Image-grounded pointing data:
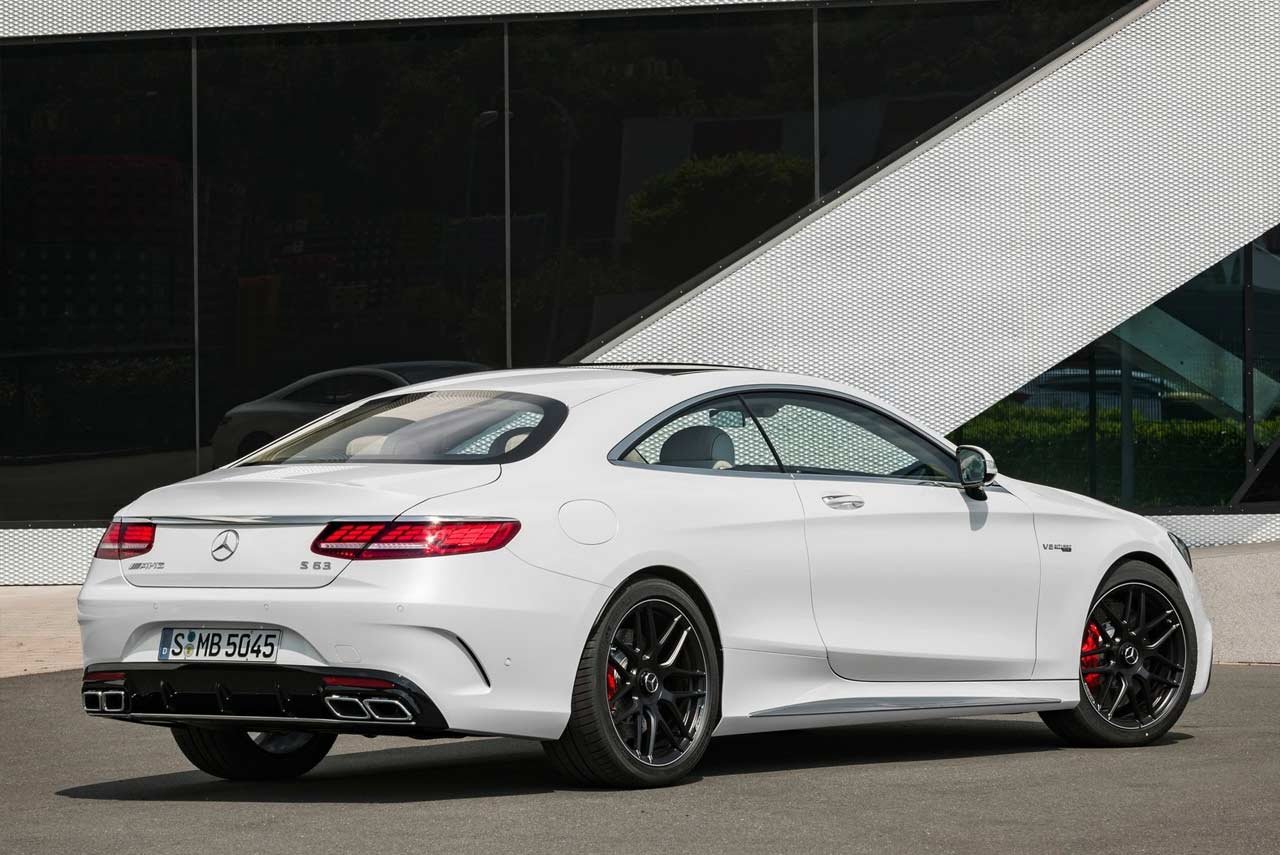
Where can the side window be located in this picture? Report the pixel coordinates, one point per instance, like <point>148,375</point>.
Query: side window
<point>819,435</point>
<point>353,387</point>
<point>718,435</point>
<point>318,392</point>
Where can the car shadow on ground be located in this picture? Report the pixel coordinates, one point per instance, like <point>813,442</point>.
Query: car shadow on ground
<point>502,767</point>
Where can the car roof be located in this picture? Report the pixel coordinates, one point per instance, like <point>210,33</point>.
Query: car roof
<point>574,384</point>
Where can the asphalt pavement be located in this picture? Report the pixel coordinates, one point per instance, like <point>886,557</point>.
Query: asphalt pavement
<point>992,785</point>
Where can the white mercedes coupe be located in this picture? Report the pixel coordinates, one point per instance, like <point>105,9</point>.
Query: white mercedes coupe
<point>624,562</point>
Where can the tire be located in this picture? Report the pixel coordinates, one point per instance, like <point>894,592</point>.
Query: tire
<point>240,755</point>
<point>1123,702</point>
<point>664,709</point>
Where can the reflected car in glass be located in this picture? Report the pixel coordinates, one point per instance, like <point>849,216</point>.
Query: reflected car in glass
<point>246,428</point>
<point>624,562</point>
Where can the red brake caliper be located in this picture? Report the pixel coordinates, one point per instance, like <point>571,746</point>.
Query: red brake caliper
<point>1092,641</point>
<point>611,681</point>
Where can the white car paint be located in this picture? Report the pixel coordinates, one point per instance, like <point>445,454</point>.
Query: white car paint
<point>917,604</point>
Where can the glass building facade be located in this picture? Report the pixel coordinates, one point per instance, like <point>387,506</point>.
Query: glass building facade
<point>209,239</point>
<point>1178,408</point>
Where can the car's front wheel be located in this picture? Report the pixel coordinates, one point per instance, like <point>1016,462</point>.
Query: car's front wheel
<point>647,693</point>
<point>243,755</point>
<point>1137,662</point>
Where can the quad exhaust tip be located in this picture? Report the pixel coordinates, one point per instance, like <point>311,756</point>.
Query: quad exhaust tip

### Directions
Write out again exactly the lines that run from the one holding "Where can the car shadow" through the last line of the data; omit all other lines.

### Task answer
Where can the car shadow on ground be located in this picture? Report the pixel coordinates, one point per instance, like <point>813,442</point>.
Query: car shadow on ground
<point>502,767</point>
Where can the car roof be located in this picture? Report the pixel coordinates, one point per instance, like <point>210,33</point>.
Query: car roof
<point>574,384</point>
Where can the asphalt pavement be located in this picture? Report the pixel coordinates, one point per instance, like <point>886,557</point>.
Query: asphalt pavement
<point>992,785</point>
Where can the white mercedes coupe be located in this picture? Report the pixel coordinates, one point per instance, like <point>105,9</point>.
Query: white mercedes coupe
<point>624,562</point>
Where can the tire be located in this picture? Report the pixel coordinates, one point per instance, like <point>894,592</point>.
Query: tire
<point>240,755</point>
<point>1123,702</point>
<point>664,709</point>
Where can the reflected car in glass be located in this picture? Report the pixel coordinates, one point per instance, like <point>849,216</point>.
Query: reflected car in glass
<point>246,428</point>
<point>624,562</point>
Where can the red brake caliper be located in this picture? Report the pixel coordinates, one point per instance, like <point>571,746</point>.
Query: red brake caliper
<point>1092,641</point>
<point>611,681</point>
Where can the white car paint be located in this picture? Report the pixel coordinates, one point per instance, like <point>445,454</point>.
Query: white car paint
<point>917,604</point>
Where can the glass building facade be located in this picture? Report the pixel coordinates, one point per instance, like <point>387,506</point>.
Query: glass building facade
<point>209,239</point>
<point>1178,408</point>
Where can the car's front wheel be located in this picture? Report the pixel coordinates, one point per instance, like <point>1016,462</point>.
Query: car's front wheel
<point>647,693</point>
<point>243,755</point>
<point>1137,662</point>
Where can the quad exhaust tip be located in this picture? Report the pixel coordinates, one point per instance, like <point>311,756</point>.
Query: quad exhaust tip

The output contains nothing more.